— Start of MATERIAL FOR THIS TASK —

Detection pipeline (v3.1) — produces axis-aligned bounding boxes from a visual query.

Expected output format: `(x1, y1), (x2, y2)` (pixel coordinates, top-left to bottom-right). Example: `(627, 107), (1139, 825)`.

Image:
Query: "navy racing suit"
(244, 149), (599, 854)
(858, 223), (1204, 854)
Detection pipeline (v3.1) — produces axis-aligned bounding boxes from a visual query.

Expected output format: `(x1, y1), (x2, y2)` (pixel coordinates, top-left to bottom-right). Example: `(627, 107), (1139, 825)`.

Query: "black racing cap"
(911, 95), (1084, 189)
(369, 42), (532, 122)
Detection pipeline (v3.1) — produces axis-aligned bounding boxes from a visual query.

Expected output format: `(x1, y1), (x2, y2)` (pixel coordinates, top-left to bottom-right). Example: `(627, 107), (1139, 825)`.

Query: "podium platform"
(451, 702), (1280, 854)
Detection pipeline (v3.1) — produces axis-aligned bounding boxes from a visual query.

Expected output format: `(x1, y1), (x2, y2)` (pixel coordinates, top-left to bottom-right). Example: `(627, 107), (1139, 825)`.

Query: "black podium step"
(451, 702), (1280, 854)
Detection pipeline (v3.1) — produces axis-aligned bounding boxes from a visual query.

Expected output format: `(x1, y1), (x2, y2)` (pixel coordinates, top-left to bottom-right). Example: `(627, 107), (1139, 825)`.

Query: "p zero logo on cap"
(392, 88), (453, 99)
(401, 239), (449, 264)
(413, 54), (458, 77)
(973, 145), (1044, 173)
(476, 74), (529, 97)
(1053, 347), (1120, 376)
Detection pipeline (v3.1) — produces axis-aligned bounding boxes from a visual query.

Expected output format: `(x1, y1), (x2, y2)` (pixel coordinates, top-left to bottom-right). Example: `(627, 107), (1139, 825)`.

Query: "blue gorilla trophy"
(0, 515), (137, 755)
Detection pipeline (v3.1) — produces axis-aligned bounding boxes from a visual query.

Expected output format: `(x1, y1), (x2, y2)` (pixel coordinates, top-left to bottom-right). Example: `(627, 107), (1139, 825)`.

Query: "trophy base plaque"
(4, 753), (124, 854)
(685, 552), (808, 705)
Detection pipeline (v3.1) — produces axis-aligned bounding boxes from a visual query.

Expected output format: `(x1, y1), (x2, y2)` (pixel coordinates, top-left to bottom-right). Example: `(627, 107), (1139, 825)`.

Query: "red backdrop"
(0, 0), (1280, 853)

— End of MATERIAL FOR THIS TASK —

- [YOUR GOAL]
Please rewrite everything from the start of the listing down to the line with "(369, 42), (532, 122)", putting "dark blue" in place of "navy" and leaving the rest untouched.

- [REPLY TO THE TASK]
Detection pipeline (v3.1) — produces axis-aligned bounding boxes from a visual query.

Expected output format: `(x1, y1), (x2, y2)` (pixel coordinates, top-left to bottom-right). Example: `(627, 107), (1139, 825)`.

Image:
Query: "dark blue racing suit"
(244, 149), (599, 854)
(858, 223), (1204, 854)
Detection pipeline (v3.1) — produces axis-aligned bounding boxes from a visual query.

Expected output format: `(x1, y1), (x2, y2)` (pixel coordinates, top-left to bottom-right). Example: `(627, 107), (1139, 825)`.

Query: "black racing cap"
(911, 95), (1084, 189)
(369, 42), (532, 122)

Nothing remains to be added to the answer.